**What the task requires**
Please rewrite the entries below, swapping each "horizon" for "skyline" and leaving everything else unchanged.

**Extracted entries**

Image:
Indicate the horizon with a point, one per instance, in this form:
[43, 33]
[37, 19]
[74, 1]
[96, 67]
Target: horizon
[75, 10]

**Response for this exercise**
Image:
Indicate the skyline with a point, one per instance, in this form:
[43, 33]
[37, 19]
[74, 1]
[96, 67]
Target: skyline
[75, 10]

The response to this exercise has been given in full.